• WHAT IS REQUIRED: Your task is to output the data exactly as it stands.

(begin)

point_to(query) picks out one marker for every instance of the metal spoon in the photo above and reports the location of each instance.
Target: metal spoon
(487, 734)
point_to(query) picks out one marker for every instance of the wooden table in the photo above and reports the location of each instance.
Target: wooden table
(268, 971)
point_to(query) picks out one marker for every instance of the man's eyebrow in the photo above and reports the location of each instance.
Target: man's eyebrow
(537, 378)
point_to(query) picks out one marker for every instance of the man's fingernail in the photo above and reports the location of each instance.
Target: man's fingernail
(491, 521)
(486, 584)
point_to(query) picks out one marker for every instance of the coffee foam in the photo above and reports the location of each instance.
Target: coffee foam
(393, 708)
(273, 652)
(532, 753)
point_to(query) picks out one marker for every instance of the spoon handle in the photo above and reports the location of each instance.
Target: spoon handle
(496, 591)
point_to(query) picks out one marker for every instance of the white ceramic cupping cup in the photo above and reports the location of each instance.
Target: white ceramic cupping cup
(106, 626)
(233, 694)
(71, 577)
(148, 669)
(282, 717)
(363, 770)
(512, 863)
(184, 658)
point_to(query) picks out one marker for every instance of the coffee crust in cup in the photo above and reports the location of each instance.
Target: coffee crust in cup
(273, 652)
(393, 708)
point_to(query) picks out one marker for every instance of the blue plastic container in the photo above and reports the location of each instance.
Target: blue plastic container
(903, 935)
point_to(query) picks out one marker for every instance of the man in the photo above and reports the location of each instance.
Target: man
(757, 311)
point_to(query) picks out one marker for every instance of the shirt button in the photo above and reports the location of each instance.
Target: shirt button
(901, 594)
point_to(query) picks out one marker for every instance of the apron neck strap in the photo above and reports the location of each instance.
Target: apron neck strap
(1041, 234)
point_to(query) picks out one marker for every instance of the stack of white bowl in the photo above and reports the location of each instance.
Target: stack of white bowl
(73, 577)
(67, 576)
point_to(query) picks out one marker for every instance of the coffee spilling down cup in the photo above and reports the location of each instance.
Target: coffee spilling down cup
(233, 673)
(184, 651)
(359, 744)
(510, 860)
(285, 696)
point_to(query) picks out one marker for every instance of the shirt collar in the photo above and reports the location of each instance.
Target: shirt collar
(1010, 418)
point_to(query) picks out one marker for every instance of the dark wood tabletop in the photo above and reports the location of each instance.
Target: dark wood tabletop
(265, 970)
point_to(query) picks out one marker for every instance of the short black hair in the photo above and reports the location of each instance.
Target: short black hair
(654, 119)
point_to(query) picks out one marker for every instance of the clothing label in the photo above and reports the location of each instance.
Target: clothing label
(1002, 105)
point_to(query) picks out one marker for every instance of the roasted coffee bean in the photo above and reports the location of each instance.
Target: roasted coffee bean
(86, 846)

(end)

• SOLUTION FOR THIS PROBLEM:
point_to(query) picks out one marker for every instance of the metal spoon in the photo above and reports the location of each instance.
Target: metal spoon
(487, 734)
point_to(query) picks out one marker for every instance of the wooden table in the photo above and reports the location of each instance.
Target: wooden table
(268, 971)
point_to(query) picks out one marker for every instance of the man's eyebrow in the photo above and reports the location of each instance.
Target: man's eyebrow
(537, 378)
point_to(query) picks out one marker for every instance of the man's fingernail in the photo above and reports the location of each instance.
Target: man's fingernail
(491, 521)
(486, 584)
point_to(query) picks out one marker for every instance of the coffee foam in the photo above and reports the location of each instance.
Target: coffee foam
(393, 708)
(273, 652)
(532, 753)
point_to(query) picks out one marker for every instance of the spoon handle in the photo above and reports the location of each instance.
Target: spoon handle
(496, 591)
point_to(query) picks out one marker for every instance of the white ceramic cupping cup in the photo above and reports the location of each instance.
Target: white ceramic cupping cup
(106, 626)
(233, 694)
(71, 577)
(148, 669)
(282, 717)
(363, 770)
(512, 863)
(184, 658)
point_to(query) picks out one marker for every instance of the coffee crust in cup in the photo above and reports the location of each instance.
Target: coffee crust in cup
(273, 652)
(393, 708)
point_to(query) picks out one marker for every instance of the blue plastic container in the photo above and reports the location of each instance.
Target: blue plastic container
(903, 935)
point_to(query) picks out one marker for every instance of the man in the photo above and reports the location of each instance.
Target: man
(757, 311)
point_to(query) picks out one marker for every instance of the shirt button in the photo above and reports the location of each instance.
Target: shirt button
(901, 594)
point_to(query) picks out one marker for every instance of the apron neck strap in the photo above and reports the location of each instance.
Target: apron neck strap
(1041, 234)
point_to(query) picks out one marker for every instance of the stack of white bowl in the photo above and reports the location of each instance.
Target: stack of white bowl
(73, 577)
(67, 576)
point_to(query) picks out one marker for every instance of the coffee spilling down cup in the photo above and reports the location of each instance.
Target: coffee spilling down cup
(233, 673)
(184, 651)
(359, 744)
(510, 860)
(285, 696)
point_to(query) picks out one marker for every instance of the shirt collar in the photo above and reports the location of each instance.
Target: shirt collar
(1010, 418)
point_to(query) picks out one marker for every instance of the dark wood tabletop in the photo above and reports the location of each instance.
Target: dark wood tabletop
(265, 970)
point_to(query) picks out one marker for every instance of the short black hair in the photo above and reports the location of each instance.
Target: short black hair
(654, 119)
point_to(query) picks out one marker for every instance of the clothing label in the photo above and reports the location of each instance.
Target: clothing label
(1002, 105)
point_to(query) picks out one marker for every instance of the roasted coffee bean in the photo above and reports the location of each instance.
Target: roasted coffee bean
(86, 846)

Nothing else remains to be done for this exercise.